----- Text provided -----

In an ideal world, you wouldn’t need to be flexible on time, scope, or budget. But failing to account for the fact that you might have to bend as products evolve or new needs arise is very risky; if something does change, there is no contingency plan that allows you to deliver a market-ready product.

 

Enter flexibility. You have identified which of the project boundaries is flexible, which allows you to adapt without losing velocity. Consider the following scenario:

 

You have identified that scope is your flexible boundary. You know which features and functionalities are critical for your minimum viable product, and there are others on the product roadmap that are highly desired and nice to have. You prioritize tasks accordingly using the MoSCoW technique (Must have, Should have, Could have, Won’t Have), aiming for a particular number of features/functionalities. But, you have accounted for the fact that if there are issues, you can scale back and still have the capacity to deliver your minimum viable product within the other two boundaries. As a result, if there is a snag, you are now able to focus resources on the critical aspects of the project and save lower priorities for future releases.

 

“Failing to account for the fact that you might have to bend as products evolve or new needs arise is very risky”

 

In this scenario, if scope wasn’t identified as a flexible boundary, the result would be a sub-par product with partially completed or improperly tested features, delivered in a rush and likely defective. Trying to deliver everything would essentially give the user nothing – except a poor user experience.

 

The same principle applies to time and budget. If you plan for the possibility that things may not go as planned, you are able to adapt.

 

Building Flexibility Into Your Process

Flexible Process

There are practices that allow you to bake flexibility into the agile app development process itself. These practices help with time, scope, and budget management, but also allow for rapid adaptability to changing needs. At Clearbridge, we use an agile squad model that includes a number of these practices.

 

  • Squad-based agile development – Squads are small co-located teams that are responsible for the end-to-end delivery of a product. They plan together, share knowledge, and have a known capacity. This reduces risk and allows for predictable velocity.
  • Rolling wave planningRolling wave planning involves delaying product decisions until you’re in the best position to make them. It lets you analyze and act upon knowledge that wasn’t available at project kick-off. This lowers your risk, minimizes downtime, and allows you to adjust to changing product needs.
  • Flexible capacity – Squads have a known maximum capacity, but the ability to scale up or down within that capacity. Since all members share knowledge of the project, when you need the squad at full capacity every team member can easily jump in; when the workload is lighter resources can be scaled down.

 

Ultimately, flexibility is at the basis of a truly agile development methodology. Identifying where your flexibility lies, accounting for it in your project plan, and building it into your development process will allow you to adapt to changes and still have the ability to deliver a successful product.

----- Excerpted data -----

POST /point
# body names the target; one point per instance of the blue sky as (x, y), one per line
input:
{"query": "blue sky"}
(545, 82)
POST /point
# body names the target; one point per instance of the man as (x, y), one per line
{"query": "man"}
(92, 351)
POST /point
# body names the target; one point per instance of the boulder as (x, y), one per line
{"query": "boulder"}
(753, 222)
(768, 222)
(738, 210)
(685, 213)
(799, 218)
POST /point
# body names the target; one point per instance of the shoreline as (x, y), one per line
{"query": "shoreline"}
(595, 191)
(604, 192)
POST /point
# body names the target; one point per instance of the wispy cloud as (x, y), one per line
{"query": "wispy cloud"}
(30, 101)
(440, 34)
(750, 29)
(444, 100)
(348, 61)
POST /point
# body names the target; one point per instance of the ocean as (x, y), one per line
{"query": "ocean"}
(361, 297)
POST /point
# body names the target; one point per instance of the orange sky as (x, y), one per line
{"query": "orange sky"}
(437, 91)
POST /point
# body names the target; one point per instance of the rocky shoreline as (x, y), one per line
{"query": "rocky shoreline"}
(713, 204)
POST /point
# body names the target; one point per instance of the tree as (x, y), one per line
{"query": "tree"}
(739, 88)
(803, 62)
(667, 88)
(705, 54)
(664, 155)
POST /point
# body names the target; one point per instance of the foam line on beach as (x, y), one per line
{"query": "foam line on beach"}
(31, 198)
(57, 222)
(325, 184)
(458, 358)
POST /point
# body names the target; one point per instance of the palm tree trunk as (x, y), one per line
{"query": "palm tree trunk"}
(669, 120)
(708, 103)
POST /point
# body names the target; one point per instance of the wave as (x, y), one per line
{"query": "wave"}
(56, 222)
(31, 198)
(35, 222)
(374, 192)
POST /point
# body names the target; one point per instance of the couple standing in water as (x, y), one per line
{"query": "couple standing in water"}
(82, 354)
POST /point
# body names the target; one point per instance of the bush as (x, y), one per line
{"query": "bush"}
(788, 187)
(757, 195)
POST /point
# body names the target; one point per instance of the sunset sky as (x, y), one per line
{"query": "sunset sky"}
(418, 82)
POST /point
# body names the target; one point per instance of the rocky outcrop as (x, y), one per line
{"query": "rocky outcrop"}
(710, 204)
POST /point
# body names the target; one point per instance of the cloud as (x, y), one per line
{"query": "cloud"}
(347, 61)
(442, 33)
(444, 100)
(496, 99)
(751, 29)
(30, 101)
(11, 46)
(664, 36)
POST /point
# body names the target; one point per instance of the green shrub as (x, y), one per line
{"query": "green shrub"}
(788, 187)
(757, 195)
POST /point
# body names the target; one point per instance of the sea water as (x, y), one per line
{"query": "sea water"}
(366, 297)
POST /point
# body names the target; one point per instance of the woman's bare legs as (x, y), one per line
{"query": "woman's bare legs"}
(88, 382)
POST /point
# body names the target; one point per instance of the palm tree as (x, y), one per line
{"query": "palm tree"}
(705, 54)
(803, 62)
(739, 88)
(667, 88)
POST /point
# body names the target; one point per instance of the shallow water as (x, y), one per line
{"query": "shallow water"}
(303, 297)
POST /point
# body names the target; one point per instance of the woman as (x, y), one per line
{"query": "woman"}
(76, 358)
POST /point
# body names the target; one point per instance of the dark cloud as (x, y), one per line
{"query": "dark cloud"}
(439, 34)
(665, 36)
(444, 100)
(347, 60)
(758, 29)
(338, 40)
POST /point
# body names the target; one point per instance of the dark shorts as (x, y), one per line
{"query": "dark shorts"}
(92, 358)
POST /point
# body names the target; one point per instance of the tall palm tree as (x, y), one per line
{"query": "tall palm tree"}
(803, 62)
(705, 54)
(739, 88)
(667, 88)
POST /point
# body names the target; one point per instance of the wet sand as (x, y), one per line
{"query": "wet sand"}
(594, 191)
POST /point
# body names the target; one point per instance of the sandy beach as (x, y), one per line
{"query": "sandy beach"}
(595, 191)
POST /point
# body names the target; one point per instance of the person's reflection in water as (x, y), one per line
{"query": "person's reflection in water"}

-----

Problem details:
Decide whether each statement agrees with the passage on project flexibility. Answer yes or no for each, and quote the words from the passage that decide it.
(a) Squads are large teams spread across several locations.
(b) Rolling wave planning delays product decisions until you are in the best position to make them.
(c) In the scenario the passage describes, time is the flexible boundary.

Response to the task:
(a) No: "Squads are small co-located teams that are responsible for the end-to-end delivery of a product."
(b) Yes: "involves delaying product decisions until you’re in the best position to make them."
(c) No: "You have identified that scope is your flexible boundary."